- The tasks -
a) Using the DISTINCT performance post, decide whether each statement agrees with it: (i) the reply attributes the behavior to commit 3c6fc58 allowing incremental_sort with DISTINCT clauses; (ii) the HashJoin plan is described as having a small startup cost; (iii) the quoted observations report that the query runs in less than a second on v15. Answer yes or no for each, quoting the deciding words of the post.
b) From the DISTINCT performance post, reproduce the passage starting at "Disabling Incremental Sort" and ending at "than hashAgg?", word for word.

- Source text -

Quick Links

Re: Distinct performance dropped by multiple times in v16

From:	Andrei Lepikhov <a(dot)lepikhov(at)postgrespro(dot)ru>
To:	Vitaliy Litovskiy <vitaliy(dot)litovskiy(at)gmail(dot)com>, pgsql-performance(at)postgresql(dot)org
Subject:	Re: Distinct performance dropped by multiple times in v16
Date:	2024-06-11 07:10:45
Message-ID:	cfd31e5e-5e7b-4f6d-b2d4-d8f7484a6ed0@postgrespro.ru
Views:	Raw Message \| Whole Thread \| Download mbox \| Resend email
Thread:
Lists:	pgsql-performance

On 6/10/24 13:59, Vitaliy Litovskiy wrote:
> ) tbl2 on tbl1.token = tbl2.token Observations:
> 1. query runs for 4-5 seconds on v16 and less than a second on v15 2. in
> v16 it also goes downs to less than a second if 2.1 distinct is removed
>
> 2.2 unnest is removed. it is not really needed for this particular data
> but this query is autogenerated and unnest makes sense for other data
>
> 2.3 "order by token" is uncommented, this is my current way of fixing
> the problem I would really appreciate some feedback if that is expected
> behaviour and if there are better solutions
The reason for this behaviour is simple: commit 3c6fc58 allowed using
incremental_sort with DISTINCT clauses.
So, in PostgreSQL 16 we have two concurrent strategies:
1. HashJoin + hashAgg at the end
2, NestLoop, which derives sort order from the index scan and planner
can utilise IncrementalSort+Unique instead of full sort.

Disabling Incremental Sort (see explain 2) we get good plan with
HashJoin at the top. Now we can see, that HashJoin definitely cheaper
according to total cost, but has a big startup cost. Optimiser compares
cost of incremental cost and, compare to hash agg it is much cheaper
because of a reason.

Here we already have a couple of questions:
1. Why optimiser overestimates in such a simple situation.
2. Why in the case of big numbers of tuples incremental sort is better
than hashAgg?

- Provided material -

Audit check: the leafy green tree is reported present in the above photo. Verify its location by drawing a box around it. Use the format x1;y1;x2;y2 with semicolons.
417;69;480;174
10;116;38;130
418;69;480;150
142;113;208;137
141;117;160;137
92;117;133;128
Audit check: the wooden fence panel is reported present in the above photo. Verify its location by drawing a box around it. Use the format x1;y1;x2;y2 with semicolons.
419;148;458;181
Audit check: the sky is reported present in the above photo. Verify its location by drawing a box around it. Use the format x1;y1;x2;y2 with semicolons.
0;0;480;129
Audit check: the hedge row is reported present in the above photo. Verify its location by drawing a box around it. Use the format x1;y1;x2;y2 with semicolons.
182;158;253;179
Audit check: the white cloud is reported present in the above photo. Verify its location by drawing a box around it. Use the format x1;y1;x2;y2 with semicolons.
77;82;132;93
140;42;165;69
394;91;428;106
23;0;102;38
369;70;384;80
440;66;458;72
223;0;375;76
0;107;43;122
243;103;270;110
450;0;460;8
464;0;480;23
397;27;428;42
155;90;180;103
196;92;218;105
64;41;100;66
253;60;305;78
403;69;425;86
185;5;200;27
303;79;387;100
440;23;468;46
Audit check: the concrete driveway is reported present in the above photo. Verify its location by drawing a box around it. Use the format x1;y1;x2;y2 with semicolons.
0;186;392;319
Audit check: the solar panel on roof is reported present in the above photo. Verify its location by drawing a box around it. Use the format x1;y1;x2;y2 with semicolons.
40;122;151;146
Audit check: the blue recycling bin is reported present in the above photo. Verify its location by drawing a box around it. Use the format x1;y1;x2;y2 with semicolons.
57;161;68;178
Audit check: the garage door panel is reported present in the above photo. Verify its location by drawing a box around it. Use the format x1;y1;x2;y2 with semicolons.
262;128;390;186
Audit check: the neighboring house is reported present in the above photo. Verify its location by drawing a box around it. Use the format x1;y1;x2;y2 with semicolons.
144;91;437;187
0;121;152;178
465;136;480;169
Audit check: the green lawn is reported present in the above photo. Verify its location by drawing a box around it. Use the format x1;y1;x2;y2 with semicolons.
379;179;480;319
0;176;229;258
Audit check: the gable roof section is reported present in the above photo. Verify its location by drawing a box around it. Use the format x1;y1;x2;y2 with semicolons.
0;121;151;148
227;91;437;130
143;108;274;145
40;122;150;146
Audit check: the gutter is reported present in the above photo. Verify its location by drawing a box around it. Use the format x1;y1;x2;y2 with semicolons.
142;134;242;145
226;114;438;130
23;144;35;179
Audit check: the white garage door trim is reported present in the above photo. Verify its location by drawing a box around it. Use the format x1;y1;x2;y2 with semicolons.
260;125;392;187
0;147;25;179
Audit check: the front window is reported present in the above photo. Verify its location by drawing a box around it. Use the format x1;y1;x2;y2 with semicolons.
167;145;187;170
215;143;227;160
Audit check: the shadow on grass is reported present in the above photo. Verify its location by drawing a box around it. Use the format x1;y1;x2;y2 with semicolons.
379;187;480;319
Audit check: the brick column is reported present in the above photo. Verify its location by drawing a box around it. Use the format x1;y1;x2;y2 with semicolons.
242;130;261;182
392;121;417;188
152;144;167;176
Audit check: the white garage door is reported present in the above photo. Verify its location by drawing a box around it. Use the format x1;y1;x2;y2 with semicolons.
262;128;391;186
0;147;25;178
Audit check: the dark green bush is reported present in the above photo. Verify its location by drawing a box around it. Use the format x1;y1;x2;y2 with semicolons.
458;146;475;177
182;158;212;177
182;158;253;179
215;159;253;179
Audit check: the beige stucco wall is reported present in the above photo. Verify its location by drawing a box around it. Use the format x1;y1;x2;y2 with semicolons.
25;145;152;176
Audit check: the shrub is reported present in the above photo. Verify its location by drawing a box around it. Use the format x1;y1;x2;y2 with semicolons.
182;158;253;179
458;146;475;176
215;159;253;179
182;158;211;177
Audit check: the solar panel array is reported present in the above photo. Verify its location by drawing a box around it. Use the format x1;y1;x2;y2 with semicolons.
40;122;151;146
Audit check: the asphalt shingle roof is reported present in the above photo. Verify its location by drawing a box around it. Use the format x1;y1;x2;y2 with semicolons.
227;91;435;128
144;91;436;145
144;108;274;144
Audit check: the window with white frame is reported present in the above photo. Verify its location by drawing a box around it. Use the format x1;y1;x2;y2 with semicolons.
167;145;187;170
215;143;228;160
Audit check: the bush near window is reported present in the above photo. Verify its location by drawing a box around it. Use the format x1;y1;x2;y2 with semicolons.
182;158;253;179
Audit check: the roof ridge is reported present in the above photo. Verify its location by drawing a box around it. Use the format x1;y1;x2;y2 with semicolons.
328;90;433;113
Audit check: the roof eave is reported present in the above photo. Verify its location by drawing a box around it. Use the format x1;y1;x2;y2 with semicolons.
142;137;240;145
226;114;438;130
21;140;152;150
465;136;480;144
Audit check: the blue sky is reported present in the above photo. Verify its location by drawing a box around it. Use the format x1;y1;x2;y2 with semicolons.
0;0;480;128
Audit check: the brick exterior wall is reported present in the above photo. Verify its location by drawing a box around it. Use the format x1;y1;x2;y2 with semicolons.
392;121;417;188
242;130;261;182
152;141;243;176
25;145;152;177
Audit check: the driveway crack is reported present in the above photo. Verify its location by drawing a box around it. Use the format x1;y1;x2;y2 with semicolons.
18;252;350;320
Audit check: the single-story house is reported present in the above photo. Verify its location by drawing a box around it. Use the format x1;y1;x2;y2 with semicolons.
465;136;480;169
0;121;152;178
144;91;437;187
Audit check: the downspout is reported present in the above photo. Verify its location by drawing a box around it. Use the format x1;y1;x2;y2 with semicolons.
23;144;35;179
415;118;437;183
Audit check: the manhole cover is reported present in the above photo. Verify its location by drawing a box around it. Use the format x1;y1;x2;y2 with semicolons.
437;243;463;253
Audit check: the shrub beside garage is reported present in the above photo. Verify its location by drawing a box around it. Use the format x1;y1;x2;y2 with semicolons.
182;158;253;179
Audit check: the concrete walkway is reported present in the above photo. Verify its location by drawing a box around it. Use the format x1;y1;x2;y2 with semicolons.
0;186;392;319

- Outputs -
a)
(i) Yes: "commit 3c6fc58 allowed using incremental_sort with DISTINCT clauses."
(ii) No: "but has a big startup cost."
(iii) Yes: "less than a second on v15"

b)
Disabling Incremental Sort (see explain 2) we get good plan with
HashJoin at the top. Now we can see, that HashJoin definitely cheaper
according to total cost, but has a big startup cost. Optimiser compares
cost of incremental cost and, compare to hash agg it is much cheaper
because of a reason.

Here we already have a couple of questions:
1. Why optimiser overestimates in such a simple situation.
2. Why in the case of big numbers of tuples incremental sort is better
than hashAgg?